— HOW TO COMPLETE THIS TASK —
For each record here, output an exact copy.

(Saved entries)
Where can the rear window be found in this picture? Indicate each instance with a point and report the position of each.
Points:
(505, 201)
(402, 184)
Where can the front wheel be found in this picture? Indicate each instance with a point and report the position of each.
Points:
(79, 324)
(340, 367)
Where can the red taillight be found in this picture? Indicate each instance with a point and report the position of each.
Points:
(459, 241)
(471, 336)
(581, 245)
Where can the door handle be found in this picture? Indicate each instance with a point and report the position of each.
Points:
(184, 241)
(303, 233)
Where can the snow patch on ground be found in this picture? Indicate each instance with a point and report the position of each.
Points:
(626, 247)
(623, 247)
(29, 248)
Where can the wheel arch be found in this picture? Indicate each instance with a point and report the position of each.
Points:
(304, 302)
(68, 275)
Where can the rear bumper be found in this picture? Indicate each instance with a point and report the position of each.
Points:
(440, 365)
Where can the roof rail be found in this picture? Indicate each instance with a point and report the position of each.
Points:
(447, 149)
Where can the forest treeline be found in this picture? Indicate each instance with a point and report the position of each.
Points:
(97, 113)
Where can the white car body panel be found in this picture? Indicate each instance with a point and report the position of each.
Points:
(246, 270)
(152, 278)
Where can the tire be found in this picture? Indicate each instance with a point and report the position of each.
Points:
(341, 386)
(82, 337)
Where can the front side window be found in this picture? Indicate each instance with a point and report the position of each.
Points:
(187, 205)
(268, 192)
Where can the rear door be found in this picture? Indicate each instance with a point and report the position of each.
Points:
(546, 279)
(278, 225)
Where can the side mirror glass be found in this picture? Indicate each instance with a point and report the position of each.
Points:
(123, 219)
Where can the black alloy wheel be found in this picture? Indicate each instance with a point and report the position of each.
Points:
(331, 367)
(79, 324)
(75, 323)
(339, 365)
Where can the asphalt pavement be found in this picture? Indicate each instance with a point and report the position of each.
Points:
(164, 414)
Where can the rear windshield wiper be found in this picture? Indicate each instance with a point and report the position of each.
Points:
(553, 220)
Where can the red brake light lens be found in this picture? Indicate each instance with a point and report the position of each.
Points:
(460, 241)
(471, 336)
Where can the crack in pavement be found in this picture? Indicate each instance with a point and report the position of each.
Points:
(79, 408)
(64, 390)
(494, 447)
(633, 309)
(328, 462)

— RESPONSE —
Where can the rear window be found in this picture? Indicate each instance with a point and report the position of each.
Points:
(505, 201)
(402, 184)
Where can the front wheel be found in this picture? Indicate each instance with a point and report the position of each.
Points:
(79, 324)
(340, 367)
Where can the red taillight be found in this picture? Indicate each instance with a point and report the position of each.
Points:
(459, 241)
(471, 336)
(581, 245)
Where can the door handle be found in this picture? Indicate each instance with a point and report the position of each.
Points:
(184, 241)
(303, 233)
Where can the snow patch on ground be found in this picture? Indicate each instance with a point and report the position of each.
Points:
(626, 247)
(623, 247)
(29, 248)
Where can the wheel arch be found in this picture? Indicate each instance with a point and report the position of each.
Points:
(304, 302)
(68, 275)
Where can the rear bumper be found in this picture? Indicate each instance with a point and report the position of each.
Points:
(440, 365)
Where can the roof rail be found in this picture? Indicate each instance with a point and report the position of each.
Points:
(447, 149)
Where can the forest treeline be found in this picture? Indicate each instance with a point and report the position of each.
Points:
(97, 113)
Where can the white car body panel be found in this picture? Indicate each instance with a point and report the position of each.
Points:
(246, 270)
(152, 278)
Where can the tire be found in this picture? Indicate each instance with a point and report the position of each.
Points:
(341, 386)
(82, 337)
Where can the front side window be found in this picture? Indicate each instance with a point and report the position of each.
Points:
(187, 205)
(268, 192)
Where can the rear door be found in this picture? Indicate each instance with a point and report the position of each.
Points:
(546, 279)
(278, 225)
Where can the side mirror glass be found in this picture? Indicate each instance with a point and report the position of each.
Points:
(123, 219)
Where can the black alloy wheel be found in this picture? Indicate each instance with a point and report the position of each.
Points:
(331, 367)
(79, 324)
(75, 323)
(339, 365)
Where can the asphalt pavement be found in this picture? Indicate each instance with a point and report the position of each.
Points:
(164, 414)
Where can the rear windshield wiper be found in this picture? Indicate each instance with a point and report the position of each.
Points:
(553, 220)
Where can the red brake light lens be found in this picture? Indicate each instance with a point and report the position of each.
Points:
(460, 241)
(471, 336)
Where can the crack in pavement be found in this picture? Indicate each instance with a point and report the position of each.
Points:
(79, 408)
(64, 390)
(494, 447)
(633, 309)
(328, 462)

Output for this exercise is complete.